■ Task statement
Duplicate the records below, starting from the line that contains "Trace the outline of every instance of the camellia" and continuing through the end of the records, with that first line included.

■ Records in a dataset
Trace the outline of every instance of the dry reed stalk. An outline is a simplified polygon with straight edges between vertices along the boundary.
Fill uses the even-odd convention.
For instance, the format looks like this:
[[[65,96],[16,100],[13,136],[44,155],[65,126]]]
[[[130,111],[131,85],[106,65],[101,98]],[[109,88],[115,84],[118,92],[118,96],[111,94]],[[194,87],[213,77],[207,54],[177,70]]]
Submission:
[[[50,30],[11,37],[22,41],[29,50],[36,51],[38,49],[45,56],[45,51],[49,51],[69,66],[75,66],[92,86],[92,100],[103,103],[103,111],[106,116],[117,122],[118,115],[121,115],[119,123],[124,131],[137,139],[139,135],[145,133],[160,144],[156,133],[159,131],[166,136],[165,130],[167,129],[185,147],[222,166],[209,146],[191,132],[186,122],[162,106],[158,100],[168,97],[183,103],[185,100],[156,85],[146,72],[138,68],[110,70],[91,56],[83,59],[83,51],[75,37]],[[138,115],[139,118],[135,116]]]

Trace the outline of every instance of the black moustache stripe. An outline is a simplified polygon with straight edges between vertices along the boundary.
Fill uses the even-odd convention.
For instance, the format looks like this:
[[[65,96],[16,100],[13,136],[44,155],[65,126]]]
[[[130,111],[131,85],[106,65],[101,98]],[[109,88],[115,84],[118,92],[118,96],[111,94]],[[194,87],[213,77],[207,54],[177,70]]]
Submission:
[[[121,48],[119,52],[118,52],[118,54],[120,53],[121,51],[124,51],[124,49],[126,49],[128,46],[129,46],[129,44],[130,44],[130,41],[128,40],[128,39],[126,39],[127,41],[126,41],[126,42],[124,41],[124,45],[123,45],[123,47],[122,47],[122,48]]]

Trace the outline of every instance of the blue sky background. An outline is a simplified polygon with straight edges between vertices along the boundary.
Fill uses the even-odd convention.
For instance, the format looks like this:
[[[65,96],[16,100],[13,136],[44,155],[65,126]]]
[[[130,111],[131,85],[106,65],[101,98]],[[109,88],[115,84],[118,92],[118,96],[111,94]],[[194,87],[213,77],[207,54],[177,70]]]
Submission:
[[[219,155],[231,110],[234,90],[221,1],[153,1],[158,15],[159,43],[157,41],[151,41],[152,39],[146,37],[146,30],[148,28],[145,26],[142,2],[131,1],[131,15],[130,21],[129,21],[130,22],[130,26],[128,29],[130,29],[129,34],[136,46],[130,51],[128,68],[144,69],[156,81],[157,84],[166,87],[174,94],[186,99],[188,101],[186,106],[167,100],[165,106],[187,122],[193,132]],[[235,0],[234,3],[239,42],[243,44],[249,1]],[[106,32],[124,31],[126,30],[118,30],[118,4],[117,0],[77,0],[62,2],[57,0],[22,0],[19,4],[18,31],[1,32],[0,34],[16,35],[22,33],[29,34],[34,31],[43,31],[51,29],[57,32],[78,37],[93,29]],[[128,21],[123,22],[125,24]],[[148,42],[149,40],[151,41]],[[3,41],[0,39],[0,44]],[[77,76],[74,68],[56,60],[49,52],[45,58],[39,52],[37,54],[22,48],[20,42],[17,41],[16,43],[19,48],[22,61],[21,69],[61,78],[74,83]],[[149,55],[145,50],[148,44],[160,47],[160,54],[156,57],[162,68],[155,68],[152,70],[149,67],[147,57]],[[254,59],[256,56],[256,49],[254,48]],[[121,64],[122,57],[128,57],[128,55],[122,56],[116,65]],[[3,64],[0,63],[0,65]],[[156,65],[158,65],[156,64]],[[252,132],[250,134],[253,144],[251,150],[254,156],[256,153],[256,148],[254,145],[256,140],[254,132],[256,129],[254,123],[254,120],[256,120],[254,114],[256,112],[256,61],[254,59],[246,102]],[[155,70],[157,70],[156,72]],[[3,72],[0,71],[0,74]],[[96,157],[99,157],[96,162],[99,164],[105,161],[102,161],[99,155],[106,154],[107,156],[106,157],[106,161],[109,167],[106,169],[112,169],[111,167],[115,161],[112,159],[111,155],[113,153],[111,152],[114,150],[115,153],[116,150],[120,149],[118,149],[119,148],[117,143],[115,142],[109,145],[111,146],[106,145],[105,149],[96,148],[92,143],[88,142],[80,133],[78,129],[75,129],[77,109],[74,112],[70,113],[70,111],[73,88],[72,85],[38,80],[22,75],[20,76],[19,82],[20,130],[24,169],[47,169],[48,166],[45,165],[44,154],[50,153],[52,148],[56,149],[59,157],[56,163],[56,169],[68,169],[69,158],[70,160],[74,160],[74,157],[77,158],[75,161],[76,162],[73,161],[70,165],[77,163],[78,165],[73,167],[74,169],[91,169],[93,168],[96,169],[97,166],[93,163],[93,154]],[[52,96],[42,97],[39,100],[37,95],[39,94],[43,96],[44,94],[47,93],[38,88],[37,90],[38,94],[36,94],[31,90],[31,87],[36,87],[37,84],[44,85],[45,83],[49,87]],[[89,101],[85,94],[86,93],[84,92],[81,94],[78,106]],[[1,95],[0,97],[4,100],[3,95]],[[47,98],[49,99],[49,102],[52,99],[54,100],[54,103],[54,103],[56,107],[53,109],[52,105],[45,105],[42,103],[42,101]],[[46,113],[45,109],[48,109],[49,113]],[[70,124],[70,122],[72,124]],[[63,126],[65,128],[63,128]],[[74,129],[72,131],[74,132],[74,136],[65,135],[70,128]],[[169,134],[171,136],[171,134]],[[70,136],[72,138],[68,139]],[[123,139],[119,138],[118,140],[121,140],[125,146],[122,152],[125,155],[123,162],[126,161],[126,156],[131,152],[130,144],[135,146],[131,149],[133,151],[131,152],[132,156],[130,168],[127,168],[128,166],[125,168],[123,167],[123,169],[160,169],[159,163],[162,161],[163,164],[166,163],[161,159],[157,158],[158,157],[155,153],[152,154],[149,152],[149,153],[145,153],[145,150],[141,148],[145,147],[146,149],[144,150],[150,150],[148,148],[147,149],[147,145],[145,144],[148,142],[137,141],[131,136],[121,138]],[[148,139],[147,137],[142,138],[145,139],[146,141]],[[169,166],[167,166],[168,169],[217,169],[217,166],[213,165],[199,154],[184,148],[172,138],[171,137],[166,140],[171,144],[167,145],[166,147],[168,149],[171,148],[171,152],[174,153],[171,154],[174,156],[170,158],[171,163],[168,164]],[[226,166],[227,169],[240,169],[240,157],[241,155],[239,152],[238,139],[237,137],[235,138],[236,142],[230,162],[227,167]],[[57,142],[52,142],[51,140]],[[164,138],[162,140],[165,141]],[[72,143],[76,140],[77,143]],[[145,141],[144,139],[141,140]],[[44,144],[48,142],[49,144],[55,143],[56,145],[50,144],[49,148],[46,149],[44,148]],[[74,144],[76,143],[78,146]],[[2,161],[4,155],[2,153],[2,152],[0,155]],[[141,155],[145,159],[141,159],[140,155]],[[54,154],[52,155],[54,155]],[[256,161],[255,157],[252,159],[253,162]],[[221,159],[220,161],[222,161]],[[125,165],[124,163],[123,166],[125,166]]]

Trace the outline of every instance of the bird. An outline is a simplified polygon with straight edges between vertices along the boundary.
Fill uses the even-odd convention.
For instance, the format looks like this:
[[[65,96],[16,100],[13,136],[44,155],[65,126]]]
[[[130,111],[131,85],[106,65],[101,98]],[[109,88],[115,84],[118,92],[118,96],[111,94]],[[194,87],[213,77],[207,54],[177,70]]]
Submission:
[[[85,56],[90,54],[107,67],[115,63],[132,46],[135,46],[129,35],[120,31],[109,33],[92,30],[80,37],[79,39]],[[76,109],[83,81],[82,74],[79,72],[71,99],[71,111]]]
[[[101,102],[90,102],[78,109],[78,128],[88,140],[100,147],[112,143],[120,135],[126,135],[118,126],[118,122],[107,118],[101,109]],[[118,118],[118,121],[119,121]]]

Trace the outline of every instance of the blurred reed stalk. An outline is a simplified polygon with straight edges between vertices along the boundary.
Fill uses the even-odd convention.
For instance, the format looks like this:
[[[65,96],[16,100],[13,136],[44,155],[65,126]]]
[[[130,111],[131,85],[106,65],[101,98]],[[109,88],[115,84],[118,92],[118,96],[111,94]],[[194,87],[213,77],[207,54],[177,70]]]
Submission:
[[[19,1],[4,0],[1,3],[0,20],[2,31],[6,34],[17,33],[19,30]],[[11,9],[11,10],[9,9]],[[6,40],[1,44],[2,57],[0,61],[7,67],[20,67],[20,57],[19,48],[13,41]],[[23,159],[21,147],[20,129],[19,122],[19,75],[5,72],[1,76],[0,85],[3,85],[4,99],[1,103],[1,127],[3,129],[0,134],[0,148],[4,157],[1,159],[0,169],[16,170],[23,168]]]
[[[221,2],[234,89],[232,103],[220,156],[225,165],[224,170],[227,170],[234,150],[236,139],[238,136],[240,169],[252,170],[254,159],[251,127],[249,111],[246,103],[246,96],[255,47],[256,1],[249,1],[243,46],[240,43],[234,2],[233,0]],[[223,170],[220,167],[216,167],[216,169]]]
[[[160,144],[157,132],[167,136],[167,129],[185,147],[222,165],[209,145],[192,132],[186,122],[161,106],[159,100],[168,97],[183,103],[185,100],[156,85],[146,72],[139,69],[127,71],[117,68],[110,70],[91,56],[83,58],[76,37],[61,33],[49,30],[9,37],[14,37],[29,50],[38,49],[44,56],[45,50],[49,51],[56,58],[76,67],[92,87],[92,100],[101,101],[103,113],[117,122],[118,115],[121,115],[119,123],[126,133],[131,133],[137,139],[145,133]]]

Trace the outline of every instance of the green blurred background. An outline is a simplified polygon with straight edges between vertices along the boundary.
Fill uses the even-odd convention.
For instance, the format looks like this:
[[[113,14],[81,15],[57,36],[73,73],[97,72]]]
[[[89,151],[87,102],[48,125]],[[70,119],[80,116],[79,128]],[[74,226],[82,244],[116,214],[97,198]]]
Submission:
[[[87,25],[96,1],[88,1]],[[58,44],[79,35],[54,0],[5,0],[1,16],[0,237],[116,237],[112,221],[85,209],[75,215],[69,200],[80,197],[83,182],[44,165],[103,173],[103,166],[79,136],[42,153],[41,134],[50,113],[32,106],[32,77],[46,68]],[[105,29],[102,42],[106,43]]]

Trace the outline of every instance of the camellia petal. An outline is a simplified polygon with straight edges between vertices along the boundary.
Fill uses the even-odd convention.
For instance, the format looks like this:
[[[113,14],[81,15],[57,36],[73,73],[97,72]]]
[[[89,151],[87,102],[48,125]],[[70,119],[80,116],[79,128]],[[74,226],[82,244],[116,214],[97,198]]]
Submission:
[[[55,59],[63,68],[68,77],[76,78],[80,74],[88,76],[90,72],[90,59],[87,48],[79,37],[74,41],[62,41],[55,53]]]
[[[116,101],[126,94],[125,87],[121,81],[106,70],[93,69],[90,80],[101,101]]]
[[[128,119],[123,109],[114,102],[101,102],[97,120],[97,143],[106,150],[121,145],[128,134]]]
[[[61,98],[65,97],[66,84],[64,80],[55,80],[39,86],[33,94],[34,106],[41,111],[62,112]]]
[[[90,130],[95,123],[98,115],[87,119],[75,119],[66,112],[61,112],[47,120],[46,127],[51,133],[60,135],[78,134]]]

■ Output of the exercise
Trace the outline of every instance of the camellia petal. An outline is a simplified polygon with straight edges between vertices along the boundary.
Fill uses the even-odd convention.
For instance, the format looks like this:
[[[113,14],[81,15],[57,36],[73,73],[97,72]]]
[[[89,151],[87,102],[48,125]],[[70,119],[80,116],[79,128]],[[74,226],[82,244],[116,214],[97,198]]]
Submission:
[[[55,59],[63,68],[68,77],[76,78],[80,74],[88,76],[90,72],[90,59],[87,48],[79,37],[74,41],[62,41],[55,53]]]
[[[116,101],[126,94],[125,87],[121,81],[106,70],[93,69],[90,80],[101,101]]]
[[[128,119],[123,109],[114,102],[101,102],[97,120],[97,143],[106,150],[121,145],[128,134]]]
[[[61,98],[65,97],[66,84],[64,80],[55,80],[39,86],[33,94],[34,106],[41,111],[62,112]]]
[[[90,130],[95,123],[98,115],[87,119],[75,119],[66,112],[61,112],[47,120],[46,127],[51,133],[60,135],[78,134]]]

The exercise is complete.